Records drawn from a dataset
***
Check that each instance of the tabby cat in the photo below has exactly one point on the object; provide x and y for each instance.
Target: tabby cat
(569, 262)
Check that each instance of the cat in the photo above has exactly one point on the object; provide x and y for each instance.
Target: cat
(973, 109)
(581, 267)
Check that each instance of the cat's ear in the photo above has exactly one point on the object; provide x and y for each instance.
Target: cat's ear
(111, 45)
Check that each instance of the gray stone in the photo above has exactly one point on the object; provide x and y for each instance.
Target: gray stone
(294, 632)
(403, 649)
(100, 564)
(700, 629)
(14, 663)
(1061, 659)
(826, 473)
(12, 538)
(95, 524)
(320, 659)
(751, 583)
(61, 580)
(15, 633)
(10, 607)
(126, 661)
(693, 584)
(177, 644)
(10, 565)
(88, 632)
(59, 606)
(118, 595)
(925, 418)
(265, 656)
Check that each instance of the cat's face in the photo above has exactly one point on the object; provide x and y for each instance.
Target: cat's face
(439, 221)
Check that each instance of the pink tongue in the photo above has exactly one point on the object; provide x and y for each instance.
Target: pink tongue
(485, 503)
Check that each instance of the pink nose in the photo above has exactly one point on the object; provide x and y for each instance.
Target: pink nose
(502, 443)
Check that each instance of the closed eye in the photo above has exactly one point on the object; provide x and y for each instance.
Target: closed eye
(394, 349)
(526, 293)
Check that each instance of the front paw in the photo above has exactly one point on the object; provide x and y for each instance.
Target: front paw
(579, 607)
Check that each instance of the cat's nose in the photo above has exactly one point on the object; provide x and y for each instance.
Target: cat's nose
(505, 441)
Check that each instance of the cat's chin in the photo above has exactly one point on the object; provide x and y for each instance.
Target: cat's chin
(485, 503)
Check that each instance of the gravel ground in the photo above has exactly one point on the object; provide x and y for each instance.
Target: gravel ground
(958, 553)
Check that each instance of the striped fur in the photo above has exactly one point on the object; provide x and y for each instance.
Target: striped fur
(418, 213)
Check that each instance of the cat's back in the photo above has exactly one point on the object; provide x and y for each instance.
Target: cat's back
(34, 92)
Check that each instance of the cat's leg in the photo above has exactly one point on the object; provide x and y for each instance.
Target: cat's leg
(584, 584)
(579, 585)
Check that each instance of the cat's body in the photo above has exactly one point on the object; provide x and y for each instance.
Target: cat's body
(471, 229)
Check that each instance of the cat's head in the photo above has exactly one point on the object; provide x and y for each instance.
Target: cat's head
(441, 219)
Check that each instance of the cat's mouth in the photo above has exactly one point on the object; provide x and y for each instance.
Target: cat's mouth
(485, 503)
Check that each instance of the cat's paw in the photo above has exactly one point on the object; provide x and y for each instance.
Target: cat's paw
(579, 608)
***
* _PROBLEM REQUIREMENTS_: Take the line holding "Check that each instance of the cat's paw" and the lines after it through the end of the entries. Retype them exactly and add nothing.

* _TASK RESULT_:
Check that each instance of the cat's paw in the photo above has exactly one point on the object; provide x and y for each instance.
Target: cat's paw
(579, 608)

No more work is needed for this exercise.